>> BEGIN DATA SHOWN

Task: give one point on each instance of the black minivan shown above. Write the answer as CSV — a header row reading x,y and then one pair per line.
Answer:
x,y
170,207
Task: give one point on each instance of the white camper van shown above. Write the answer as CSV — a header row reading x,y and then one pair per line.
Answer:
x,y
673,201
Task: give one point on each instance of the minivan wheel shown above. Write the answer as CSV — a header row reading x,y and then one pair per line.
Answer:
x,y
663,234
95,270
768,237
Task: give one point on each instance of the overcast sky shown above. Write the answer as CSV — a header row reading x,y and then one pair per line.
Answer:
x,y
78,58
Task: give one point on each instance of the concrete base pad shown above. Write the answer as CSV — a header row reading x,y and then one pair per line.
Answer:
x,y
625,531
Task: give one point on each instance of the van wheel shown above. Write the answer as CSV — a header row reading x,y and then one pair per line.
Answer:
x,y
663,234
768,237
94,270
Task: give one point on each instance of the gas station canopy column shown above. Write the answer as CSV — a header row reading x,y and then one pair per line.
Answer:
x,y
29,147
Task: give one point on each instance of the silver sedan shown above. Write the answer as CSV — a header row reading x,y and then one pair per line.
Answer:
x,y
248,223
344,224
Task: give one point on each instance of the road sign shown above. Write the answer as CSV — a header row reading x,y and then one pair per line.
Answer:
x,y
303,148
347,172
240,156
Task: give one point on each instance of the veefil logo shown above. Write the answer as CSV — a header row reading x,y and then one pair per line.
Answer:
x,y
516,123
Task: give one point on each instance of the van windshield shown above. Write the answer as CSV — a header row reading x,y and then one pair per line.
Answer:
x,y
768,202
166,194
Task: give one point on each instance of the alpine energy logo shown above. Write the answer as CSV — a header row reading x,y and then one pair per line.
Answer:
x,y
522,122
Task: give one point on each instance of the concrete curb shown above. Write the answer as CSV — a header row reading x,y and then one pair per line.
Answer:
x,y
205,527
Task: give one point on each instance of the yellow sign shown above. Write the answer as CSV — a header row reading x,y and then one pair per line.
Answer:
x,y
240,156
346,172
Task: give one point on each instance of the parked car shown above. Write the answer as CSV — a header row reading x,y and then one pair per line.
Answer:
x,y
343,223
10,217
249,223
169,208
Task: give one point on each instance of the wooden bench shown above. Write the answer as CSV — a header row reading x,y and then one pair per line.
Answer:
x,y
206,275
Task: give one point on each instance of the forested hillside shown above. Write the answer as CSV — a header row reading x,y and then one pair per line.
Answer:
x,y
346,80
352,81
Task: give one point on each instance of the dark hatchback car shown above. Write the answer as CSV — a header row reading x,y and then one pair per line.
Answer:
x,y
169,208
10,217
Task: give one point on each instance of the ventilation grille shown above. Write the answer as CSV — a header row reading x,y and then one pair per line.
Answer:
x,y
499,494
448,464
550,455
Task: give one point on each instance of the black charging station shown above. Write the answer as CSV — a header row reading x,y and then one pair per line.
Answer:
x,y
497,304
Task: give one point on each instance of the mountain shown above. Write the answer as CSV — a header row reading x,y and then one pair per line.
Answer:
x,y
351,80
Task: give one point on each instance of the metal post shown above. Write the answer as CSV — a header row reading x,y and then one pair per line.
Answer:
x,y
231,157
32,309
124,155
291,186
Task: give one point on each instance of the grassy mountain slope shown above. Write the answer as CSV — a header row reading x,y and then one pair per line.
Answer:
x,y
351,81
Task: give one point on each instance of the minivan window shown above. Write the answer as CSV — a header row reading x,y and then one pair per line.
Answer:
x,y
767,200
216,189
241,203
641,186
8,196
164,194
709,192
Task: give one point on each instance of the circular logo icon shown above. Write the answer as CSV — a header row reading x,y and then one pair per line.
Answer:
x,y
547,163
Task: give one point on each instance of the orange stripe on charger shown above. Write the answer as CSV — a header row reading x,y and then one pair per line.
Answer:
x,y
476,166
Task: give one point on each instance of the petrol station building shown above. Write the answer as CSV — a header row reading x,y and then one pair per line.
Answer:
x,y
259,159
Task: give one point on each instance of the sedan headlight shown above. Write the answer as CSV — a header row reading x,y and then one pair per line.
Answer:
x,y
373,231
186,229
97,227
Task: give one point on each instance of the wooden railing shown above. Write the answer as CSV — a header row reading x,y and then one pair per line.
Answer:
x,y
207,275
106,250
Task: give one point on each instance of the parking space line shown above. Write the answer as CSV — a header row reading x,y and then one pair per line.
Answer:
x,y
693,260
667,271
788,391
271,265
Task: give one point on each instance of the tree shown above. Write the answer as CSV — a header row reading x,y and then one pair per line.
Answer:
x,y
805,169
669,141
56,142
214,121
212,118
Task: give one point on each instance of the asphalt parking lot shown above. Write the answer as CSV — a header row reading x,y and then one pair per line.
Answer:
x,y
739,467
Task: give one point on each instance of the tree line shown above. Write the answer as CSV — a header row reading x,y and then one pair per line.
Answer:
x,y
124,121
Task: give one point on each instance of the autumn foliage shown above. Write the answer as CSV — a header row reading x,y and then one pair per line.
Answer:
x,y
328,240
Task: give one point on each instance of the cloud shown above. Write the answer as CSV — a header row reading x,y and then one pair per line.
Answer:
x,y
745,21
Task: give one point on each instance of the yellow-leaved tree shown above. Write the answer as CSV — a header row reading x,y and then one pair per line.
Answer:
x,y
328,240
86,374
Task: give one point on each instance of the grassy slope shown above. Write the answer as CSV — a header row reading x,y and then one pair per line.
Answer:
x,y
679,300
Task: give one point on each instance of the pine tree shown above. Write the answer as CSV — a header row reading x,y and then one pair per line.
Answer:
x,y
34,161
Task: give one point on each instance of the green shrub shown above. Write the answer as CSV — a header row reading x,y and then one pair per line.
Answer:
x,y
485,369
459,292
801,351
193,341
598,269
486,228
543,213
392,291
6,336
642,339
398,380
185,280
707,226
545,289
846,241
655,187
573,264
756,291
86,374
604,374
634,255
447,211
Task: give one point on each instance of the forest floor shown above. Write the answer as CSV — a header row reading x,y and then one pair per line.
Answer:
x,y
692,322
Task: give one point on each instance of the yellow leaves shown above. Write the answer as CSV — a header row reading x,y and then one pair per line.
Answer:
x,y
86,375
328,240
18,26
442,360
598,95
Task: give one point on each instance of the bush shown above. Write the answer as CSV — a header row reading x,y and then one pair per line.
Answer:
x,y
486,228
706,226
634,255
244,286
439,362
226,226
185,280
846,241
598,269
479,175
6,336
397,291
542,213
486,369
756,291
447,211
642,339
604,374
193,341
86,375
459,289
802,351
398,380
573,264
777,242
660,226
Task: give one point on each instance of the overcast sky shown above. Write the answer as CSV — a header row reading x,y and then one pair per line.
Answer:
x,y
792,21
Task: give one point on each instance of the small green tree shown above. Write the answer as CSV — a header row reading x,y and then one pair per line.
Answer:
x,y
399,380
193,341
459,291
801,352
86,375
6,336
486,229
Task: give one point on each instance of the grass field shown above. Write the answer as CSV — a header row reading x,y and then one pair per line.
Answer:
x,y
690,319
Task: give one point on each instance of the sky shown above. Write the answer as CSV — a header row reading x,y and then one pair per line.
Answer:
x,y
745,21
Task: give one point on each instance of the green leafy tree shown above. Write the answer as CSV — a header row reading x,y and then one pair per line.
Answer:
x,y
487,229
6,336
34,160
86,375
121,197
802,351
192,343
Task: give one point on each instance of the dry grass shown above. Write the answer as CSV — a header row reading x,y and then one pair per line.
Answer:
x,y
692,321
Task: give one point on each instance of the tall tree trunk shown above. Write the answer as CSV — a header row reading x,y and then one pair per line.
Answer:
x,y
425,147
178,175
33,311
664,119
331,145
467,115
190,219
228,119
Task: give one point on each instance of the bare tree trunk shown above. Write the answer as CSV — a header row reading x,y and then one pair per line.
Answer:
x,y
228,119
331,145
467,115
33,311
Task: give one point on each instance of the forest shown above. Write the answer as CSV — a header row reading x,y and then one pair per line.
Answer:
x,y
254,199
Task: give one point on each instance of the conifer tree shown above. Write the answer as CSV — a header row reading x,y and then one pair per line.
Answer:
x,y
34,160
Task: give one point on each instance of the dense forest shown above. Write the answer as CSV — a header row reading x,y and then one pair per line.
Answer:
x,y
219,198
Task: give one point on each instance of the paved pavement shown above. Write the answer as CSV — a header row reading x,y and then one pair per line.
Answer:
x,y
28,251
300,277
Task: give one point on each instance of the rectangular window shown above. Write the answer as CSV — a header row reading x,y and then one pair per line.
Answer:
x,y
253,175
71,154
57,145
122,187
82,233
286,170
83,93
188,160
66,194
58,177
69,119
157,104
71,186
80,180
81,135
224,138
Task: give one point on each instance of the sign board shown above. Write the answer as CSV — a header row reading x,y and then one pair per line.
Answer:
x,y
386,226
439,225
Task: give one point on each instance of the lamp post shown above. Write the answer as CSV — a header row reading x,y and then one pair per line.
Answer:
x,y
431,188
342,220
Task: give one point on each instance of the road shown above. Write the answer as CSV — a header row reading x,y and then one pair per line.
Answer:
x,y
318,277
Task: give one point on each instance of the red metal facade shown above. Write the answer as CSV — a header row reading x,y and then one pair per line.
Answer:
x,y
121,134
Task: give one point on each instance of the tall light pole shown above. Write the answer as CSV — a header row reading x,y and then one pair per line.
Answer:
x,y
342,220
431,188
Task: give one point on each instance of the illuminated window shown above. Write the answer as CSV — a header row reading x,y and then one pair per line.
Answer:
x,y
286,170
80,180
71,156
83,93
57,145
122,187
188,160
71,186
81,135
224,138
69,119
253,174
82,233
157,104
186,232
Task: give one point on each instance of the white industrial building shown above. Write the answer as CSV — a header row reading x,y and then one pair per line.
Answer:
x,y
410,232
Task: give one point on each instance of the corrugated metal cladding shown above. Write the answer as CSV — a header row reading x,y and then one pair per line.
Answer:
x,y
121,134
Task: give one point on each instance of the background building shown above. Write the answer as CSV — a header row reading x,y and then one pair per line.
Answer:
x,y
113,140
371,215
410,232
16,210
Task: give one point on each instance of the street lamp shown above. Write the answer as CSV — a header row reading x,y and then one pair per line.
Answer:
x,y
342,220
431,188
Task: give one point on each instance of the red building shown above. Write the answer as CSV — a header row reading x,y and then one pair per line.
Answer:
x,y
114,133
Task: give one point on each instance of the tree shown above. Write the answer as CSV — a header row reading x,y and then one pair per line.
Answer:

>> END DATA SHOWN

Return exactly, and only, the line containing "Task: give one point on each instance of the white industrial" and every line after it through the end of the material.

WRITTEN SOLUTION =
Task: give one point on each instance of the white industrial building shown above. Write the answer as CSV — a header row reading x,y and then one pair per line.
Answer:
x,y
410,232
Task: give one point on each instance of the corrugated metal cladding shown above. Write the answer as CSV — a header row reading x,y and then one pair per line.
Answer:
x,y
121,134
Task: give one point on each instance of the background building shown above. Write the answer as CSV — a header row reading x,y and then one pair per line.
Answer:
x,y
113,140
371,215
410,232
16,210
Task: give one point on each instance of the street lamp shown above. Write the answer as CSV — a header row reading x,y and then one pair per line.
Answer:
x,y
342,220
431,188
Task: give one point on each instance of the red building shown above. Write the answer as CSV — a header row reading x,y and then one pair per line.
Answer:
x,y
114,133
Task: give one point on each instance of the tree shown above. Write the answer as CSV — a header row reading x,y and then one pair per line.
Answer:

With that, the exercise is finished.